TASK INSTRUCTIONS: Copy the records line for line from their start through the line that contains "360 138 L 321", including both ends. Leave out the pictures.

### RECORDS TO USE ###

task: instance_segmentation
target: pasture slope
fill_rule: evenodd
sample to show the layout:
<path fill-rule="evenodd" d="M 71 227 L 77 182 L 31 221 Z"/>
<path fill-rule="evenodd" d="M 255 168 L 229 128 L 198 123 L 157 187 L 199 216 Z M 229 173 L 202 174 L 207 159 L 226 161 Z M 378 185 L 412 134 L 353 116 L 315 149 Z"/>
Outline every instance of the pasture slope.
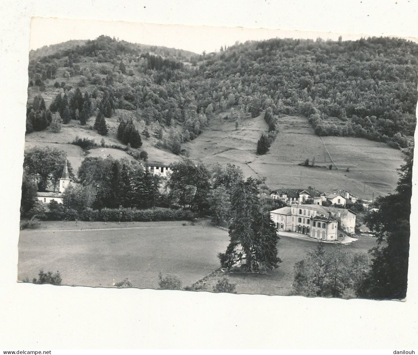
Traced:
<path fill-rule="evenodd" d="M 360 138 L 321 140 L 306 118 L 288 116 L 280 119 L 279 133 L 270 151 L 259 156 L 257 142 L 267 128 L 263 117 L 264 112 L 241 121 L 238 129 L 234 120 L 214 118 L 203 134 L 186 145 L 190 157 L 209 166 L 235 164 L 247 176 L 265 177 L 272 189 L 310 186 L 325 192 L 344 189 L 366 199 L 371 199 L 373 193 L 375 198 L 393 192 L 398 179 L 396 169 L 403 163 L 400 151 Z M 328 169 L 331 161 L 327 150 L 338 169 Z M 315 165 L 322 167 L 298 165 L 314 158 Z"/>

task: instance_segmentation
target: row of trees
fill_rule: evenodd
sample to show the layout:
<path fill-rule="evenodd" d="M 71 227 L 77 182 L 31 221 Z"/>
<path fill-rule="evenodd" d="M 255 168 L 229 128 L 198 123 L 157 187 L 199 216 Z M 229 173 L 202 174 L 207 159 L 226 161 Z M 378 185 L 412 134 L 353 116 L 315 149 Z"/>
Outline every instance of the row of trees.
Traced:
<path fill-rule="evenodd" d="M 268 125 L 268 133 L 261 133 L 257 141 L 257 153 L 259 155 L 265 154 L 268 151 L 279 133 L 278 119 L 273 115 L 271 107 L 268 107 L 266 110 L 264 120 Z"/>

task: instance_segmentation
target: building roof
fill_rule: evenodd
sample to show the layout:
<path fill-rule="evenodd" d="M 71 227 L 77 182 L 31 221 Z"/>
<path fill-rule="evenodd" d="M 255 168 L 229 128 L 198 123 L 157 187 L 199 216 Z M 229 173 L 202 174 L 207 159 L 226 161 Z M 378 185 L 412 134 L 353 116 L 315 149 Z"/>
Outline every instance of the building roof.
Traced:
<path fill-rule="evenodd" d="M 286 215 L 290 216 L 292 213 L 292 209 L 288 206 L 282 207 L 278 209 L 275 209 L 274 211 L 271 211 L 270 213 L 275 213 L 277 215 Z"/>
<path fill-rule="evenodd" d="M 158 168 L 170 168 L 170 165 L 166 164 L 163 164 L 162 163 L 158 163 L 158 161 L 149 161 L 147 163 L 147 166 L 155 166 Z"/>
<path fill-rule="evenodd" d="M 64 195 L 64 194 L 61 194 L 59 192 L 50 192 L 48 191 L 46 191 L 44 192 L 37 192 L 36 195 L 40 197 L 61 197 Z"/>
<path fill-rule="evenodd" d="M 329 212 L 326 209 L 326 207 L 323 206 L 321 206 L 319 204 L 291 204 L 291 206 L 292 207 L 294 207 L 295 208 L 307 208 L 308 209 L 314 209 L 316 211 L 319 211 L 322 212 L 323 213 L 329 215 Z"/>
<path fill-rule="evenodd" d="M 334 218 L 331 218 L 331 217 L 321 217 L 320 216 L 315 216 L 314 217 L 311 217 L 311 219 L 314 220 L 316 221 L 321 221 L 323 222 L 337 222 L 336 220 L 334 220 Z"/>
<path fill-rule="evenodd" d="M 325 192 L 315 190 L 314 189 L 307 189 L 306 191 L 309 194 L 311 197 L 320 197 L 321 196 L 324 196 Z"/>
<path fill-rule="evenodd" d="M 355 199 L 359 199 L 359 198 L 357 197 L 357 196 L 354 196 L 354 195 L 353 195 L 351 192 L 349 192 L 348 191 L 347 191 L 346 190 L 343 190 L 342 189 L 340 189 L 339 190 L 335 189 L 335 190 L 333 190 L 332 192 L 334 194 L 340 194 L 343 197 L 344 197 L 344 195 L 345 195 L 347 194 L 348 194 L 349 196 L 349 198 L 350 199 L 351 199 L 352 197 L 354 197 Z"/>
<path fill-rule="evenodd" d="M 64 165 L 64 168 L 62 169 L 62 175 L 61 175 L 61 179 L 65 180 L 70 180 L 70 173 L 68 171 L 68 165 L 67 163 L 67 159 L 65 159 L 65 163 Z"/>
<path fill-rule="evenodd" d="M 345 199 L 345 197 L 344 197 L 344 196 L 342 196 L 341 195 L 338 194 L 334 194 L 334 193 L 330 194 L 329 195 L 328 195 L 326 196 L 326 198 L 327 199 L 332 199 L 335 198 L 335 197 L 342 197 L 343 199 Z"/>
<path fill-rule="evenodd" d="M 305 189 L 285 189 L 283 188 L 272 191 L 270 194 L 273 192 L 275 192 L 276 194 L 280 196 L 287 195 L 289 197 L 298 197 L 299 194 L 302 191 L 306 191 Z"/>
<path fill-rule="evenodd" d="M 347 215 L 349 212 L 351 212 L 353 215 L 357 215 L 357 214 L 355 212 L 347 208 L 340 208 L 339 207 L 325 207 L 325 206 L 324 206 L 324 208 L 330 212 L 339 212 L 343 215 Z"/>
<path fill-rule="evenodd" d="M 280 196 L 285 194 L 289 197 L 298 197 L 299 195 L 304 191 L 307 192 L 311 197 L 319 197 L 325 194 L 324 193 L 314 189 L 285 189 L 284 188 L 272 191 L 270 194 L 275 193 Z"/>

###

ANSWER TO THE PROBLEM:
task: instance_segmentation
target: pasture slope
fill_rule: evenodd
sample to show the layout:
<path fill-rule="evenodd" d="M 71 227 L 77 182 L 31 221 Z"/>
<path fill-rule="evenodd" d="M 255 168 L 229 128 L 198 123 L 157 187 L 199 216 Z M 229 173 L 202 174 L 207 159 L 226 161 Z M 378 185 L 412 134 L 353 116 L 315 149 Z"/>
Outline every instance of the pasture slope.
Traced:
<path fill-rule="evenodd" d="M 360 138 L 321 140 L 306 118 L 288 116 L 280 119 L 279 133 L 270 151 L 259 156 L 257 142 L 267 128 L 263 117 L 264 112 L 241 121 L 238 129 L 234 120 L 214 118 L 203 134 L 186 145 L 190 157 L 209 166 L 235 164 L 247 176 L 265 177 L 272 189 L 310 186 L 325 192 L 344 189 L 366 199 L 371 199 L 373 193 L 375 198 L 393 192 L 398 179 L 396 169 L 403 163 L 400 151 Z M 328 169 L 331 161 L 327 150 L 338 169 Z M 315 165 L 322 167 L 298 165 L 314 158 Z"/>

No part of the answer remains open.